== Stored data entries ==
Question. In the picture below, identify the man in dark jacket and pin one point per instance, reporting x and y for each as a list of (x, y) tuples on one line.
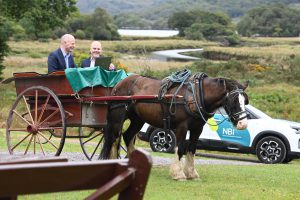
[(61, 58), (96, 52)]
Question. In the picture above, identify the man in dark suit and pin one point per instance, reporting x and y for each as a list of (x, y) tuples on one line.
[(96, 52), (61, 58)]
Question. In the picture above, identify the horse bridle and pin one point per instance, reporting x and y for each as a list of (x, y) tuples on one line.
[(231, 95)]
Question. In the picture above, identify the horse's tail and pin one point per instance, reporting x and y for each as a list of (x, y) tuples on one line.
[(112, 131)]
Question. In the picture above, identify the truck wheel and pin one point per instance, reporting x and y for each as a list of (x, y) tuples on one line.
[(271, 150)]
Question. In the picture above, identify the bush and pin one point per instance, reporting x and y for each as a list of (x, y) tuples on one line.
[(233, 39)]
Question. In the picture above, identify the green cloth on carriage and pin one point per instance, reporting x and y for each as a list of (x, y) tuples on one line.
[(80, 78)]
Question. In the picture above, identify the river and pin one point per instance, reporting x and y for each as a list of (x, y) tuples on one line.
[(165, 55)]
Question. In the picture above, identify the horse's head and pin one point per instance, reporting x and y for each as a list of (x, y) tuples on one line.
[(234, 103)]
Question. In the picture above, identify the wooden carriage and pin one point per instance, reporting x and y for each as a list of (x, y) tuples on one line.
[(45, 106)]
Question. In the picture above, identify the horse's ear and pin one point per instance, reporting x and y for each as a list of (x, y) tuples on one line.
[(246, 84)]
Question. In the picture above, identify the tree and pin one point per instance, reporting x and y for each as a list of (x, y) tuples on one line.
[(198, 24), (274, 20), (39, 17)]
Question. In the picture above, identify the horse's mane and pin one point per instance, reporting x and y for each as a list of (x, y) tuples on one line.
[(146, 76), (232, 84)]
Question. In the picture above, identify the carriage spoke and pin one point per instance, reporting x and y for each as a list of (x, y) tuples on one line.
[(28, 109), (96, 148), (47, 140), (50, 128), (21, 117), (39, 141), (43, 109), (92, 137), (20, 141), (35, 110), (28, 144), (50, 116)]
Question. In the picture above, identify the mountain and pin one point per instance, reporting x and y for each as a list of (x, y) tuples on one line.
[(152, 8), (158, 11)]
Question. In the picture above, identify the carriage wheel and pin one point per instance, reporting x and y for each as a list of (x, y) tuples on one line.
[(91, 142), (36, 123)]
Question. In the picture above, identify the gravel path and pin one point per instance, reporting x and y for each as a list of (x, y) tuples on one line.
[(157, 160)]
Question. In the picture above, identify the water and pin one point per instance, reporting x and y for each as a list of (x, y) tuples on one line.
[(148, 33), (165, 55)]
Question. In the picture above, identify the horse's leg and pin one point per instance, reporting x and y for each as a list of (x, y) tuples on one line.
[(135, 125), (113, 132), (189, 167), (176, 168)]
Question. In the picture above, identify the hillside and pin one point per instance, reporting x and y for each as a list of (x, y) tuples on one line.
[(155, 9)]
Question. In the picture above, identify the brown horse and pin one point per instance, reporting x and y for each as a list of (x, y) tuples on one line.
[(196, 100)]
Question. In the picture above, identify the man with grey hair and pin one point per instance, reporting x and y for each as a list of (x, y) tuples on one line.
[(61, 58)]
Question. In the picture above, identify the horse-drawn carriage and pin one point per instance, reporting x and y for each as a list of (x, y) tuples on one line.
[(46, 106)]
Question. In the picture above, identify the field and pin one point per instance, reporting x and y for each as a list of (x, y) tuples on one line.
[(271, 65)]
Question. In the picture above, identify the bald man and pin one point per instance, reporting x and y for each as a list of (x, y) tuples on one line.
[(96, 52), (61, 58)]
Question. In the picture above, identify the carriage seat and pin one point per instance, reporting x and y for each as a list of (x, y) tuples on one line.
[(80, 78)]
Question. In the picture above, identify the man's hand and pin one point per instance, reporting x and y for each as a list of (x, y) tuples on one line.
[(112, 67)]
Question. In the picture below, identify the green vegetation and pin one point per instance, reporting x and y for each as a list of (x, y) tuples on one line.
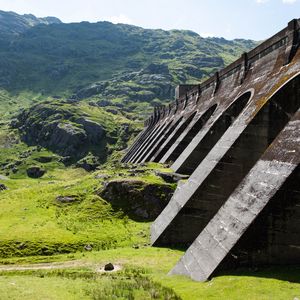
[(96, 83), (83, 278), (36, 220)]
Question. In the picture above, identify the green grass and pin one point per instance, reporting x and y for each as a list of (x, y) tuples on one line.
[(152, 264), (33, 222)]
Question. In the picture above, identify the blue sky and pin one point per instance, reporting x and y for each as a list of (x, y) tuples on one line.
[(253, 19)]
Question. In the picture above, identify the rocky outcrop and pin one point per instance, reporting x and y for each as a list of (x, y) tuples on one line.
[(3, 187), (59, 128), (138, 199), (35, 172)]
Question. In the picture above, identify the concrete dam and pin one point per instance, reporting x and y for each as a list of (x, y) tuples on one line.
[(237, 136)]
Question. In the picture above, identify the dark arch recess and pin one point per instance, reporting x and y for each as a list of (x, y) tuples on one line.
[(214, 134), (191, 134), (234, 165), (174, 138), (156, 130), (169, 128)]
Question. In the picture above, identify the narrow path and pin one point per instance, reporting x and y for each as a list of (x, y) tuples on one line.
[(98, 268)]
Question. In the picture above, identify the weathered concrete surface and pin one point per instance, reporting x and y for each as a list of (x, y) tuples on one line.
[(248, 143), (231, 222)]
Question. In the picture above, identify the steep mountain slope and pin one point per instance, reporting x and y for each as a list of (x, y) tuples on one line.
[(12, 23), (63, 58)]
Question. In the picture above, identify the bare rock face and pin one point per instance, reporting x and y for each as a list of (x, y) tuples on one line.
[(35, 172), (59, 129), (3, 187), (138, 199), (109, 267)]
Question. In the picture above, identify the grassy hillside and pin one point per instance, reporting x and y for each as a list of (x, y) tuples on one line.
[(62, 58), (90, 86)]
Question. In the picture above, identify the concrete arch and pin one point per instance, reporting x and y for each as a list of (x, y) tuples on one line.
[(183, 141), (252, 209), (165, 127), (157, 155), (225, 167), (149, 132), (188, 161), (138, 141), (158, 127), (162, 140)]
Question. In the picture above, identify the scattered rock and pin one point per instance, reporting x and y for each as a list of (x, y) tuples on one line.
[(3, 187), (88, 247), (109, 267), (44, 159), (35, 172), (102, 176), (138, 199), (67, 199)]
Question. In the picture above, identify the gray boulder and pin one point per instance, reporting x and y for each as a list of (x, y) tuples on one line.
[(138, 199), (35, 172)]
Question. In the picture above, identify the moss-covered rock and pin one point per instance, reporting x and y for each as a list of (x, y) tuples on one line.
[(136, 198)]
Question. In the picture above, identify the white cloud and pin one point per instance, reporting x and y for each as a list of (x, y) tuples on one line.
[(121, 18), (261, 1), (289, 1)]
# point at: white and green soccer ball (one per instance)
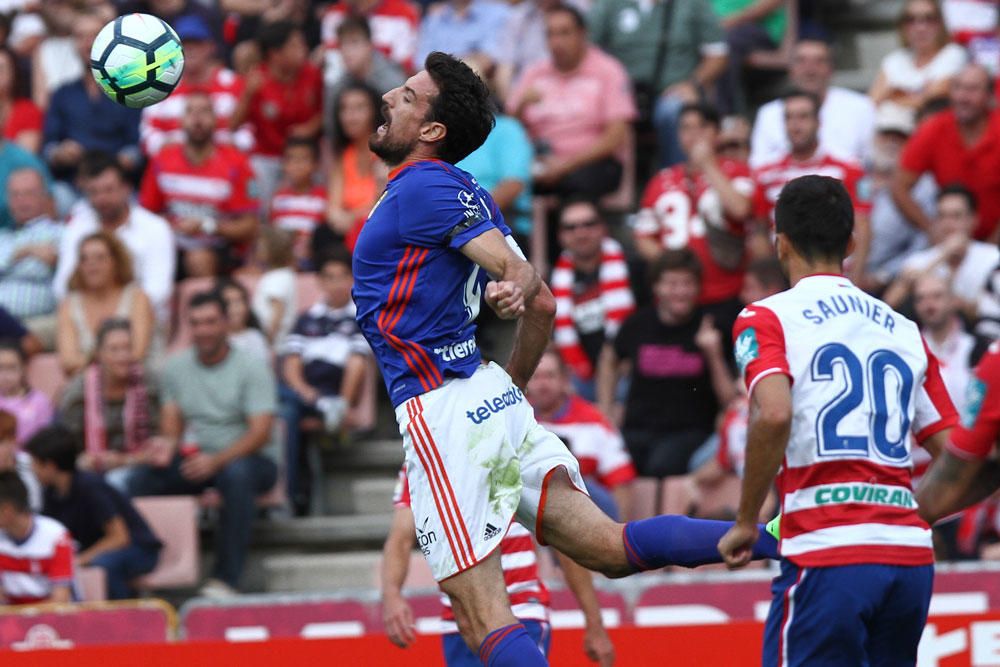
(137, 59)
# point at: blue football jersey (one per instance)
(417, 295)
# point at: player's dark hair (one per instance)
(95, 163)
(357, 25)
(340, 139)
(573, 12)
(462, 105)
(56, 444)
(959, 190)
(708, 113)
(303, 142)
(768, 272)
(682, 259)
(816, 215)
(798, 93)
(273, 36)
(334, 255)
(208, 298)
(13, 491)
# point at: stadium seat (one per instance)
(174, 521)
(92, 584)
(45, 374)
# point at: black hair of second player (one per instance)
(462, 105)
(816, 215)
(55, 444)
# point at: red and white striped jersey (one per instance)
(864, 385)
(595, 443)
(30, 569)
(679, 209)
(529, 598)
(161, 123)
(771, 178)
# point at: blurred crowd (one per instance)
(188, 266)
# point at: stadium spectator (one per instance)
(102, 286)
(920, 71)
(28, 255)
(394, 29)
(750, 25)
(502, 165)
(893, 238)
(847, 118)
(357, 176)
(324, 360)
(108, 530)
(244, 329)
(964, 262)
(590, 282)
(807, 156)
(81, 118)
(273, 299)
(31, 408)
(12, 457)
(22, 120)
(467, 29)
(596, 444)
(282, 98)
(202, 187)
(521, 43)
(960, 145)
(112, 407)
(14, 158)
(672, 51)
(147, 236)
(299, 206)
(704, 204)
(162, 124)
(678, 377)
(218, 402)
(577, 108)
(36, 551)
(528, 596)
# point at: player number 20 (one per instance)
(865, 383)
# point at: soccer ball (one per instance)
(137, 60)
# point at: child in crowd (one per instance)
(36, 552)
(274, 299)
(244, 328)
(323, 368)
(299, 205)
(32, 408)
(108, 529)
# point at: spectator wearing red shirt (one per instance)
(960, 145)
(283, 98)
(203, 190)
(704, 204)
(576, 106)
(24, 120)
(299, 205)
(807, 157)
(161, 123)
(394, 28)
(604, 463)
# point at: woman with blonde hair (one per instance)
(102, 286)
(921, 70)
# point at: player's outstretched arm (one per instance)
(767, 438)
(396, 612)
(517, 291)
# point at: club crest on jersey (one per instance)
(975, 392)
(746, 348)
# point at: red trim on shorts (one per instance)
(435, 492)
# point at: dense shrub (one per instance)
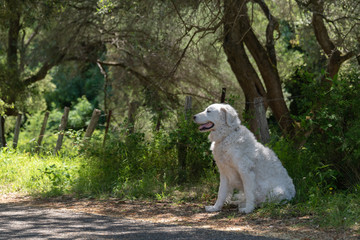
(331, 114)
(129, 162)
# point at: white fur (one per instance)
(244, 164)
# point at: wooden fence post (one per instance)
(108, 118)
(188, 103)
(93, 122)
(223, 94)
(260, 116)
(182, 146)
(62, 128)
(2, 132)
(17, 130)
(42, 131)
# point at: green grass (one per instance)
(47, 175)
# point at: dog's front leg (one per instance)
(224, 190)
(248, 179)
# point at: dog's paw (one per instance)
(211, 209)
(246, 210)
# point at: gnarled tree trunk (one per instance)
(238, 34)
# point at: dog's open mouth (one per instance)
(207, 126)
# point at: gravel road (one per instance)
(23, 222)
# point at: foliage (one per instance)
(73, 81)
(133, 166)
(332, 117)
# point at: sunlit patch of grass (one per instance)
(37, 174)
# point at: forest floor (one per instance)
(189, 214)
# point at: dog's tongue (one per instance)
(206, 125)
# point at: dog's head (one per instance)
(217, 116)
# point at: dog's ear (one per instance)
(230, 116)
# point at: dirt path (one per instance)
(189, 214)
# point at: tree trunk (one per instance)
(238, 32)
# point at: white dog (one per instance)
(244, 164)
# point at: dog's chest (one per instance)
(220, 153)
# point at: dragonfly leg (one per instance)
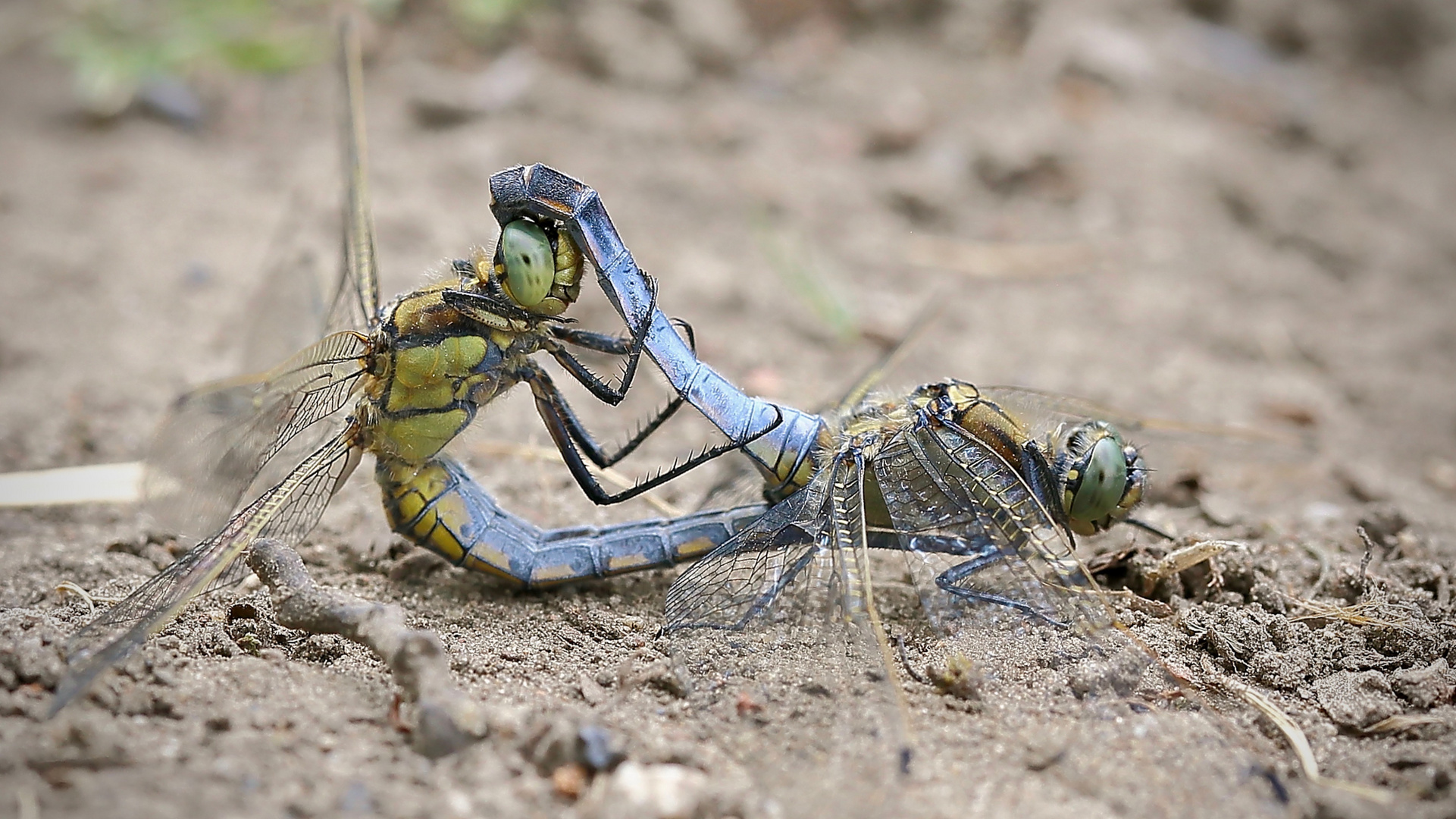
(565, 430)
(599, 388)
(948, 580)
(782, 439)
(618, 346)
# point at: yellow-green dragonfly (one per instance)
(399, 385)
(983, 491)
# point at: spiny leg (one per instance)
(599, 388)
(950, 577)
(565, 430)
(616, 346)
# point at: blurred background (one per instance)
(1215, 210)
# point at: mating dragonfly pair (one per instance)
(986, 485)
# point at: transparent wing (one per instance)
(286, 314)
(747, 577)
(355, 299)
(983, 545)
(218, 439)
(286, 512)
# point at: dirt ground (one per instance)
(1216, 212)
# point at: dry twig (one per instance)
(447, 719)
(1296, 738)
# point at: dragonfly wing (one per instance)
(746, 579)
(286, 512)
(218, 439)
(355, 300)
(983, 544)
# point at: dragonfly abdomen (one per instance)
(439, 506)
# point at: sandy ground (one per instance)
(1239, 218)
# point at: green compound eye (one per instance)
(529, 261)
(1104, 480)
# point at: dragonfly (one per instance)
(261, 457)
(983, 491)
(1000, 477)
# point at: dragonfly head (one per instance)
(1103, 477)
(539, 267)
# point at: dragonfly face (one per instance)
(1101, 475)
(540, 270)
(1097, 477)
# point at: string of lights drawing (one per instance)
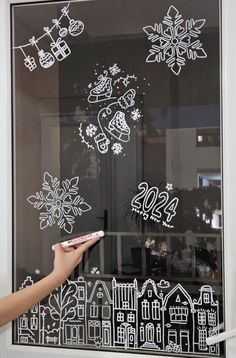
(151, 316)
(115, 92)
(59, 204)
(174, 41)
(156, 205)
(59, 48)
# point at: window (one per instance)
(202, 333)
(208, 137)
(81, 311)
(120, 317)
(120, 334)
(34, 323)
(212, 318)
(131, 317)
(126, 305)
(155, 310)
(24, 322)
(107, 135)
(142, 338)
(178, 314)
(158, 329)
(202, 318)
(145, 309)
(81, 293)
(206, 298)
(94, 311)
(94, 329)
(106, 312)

== Exercise aim ==
Which lines run from the one containing "# point at: dry twig (one per instance)" through the last line of the entries above? Output them exactly, both ends included, with no pictures.

== Exercise result ==
# point at: dry twig (one per instance)
(447, 719)
(1296, 738)
# point at: dragonfly wing (one per instance)
(746, 579)
(286, 512)
(218, 439)
(355, 300)
(983, 544)
# point at: dragonfly abdomen (one per instance)
(439, 506)
# point at: sandy ground (one per instance)
(1239, 218)
# point at: green compound eye (one per instance)
(529, 261)
(1104, 480)
# point at: dragonfly (one per instance)
(261, 457)
(983, 491)
(1000, 477)
# point at: dragonfly head (one per instance)
(1103, 477)
(539, 267)
# point at: dragonfly face (one per instance)
(1101, 475)
(540, 270)
(1097, 477)
# point at: string of lights drawing (one per instance)
(151, 316)
(115, 92)
(59, 204)
(174, 41)
(156, 205)
(59, 48)
# point at: window (one per instance)
(202, 333)
(208, 137)
(81, 311)
(120, 317)
(120, 334)
(34, 323)
(212, 318)
(131, 317)
(126, 305)
(155, 310)
(24, 322)
(107, 135)
(142, 338)
(178, 314)
(158, 329)
(202, 318)
(145, 309)
(81, 293)
(206, 298)
(94, 311)
(94, 329)
(106, 312)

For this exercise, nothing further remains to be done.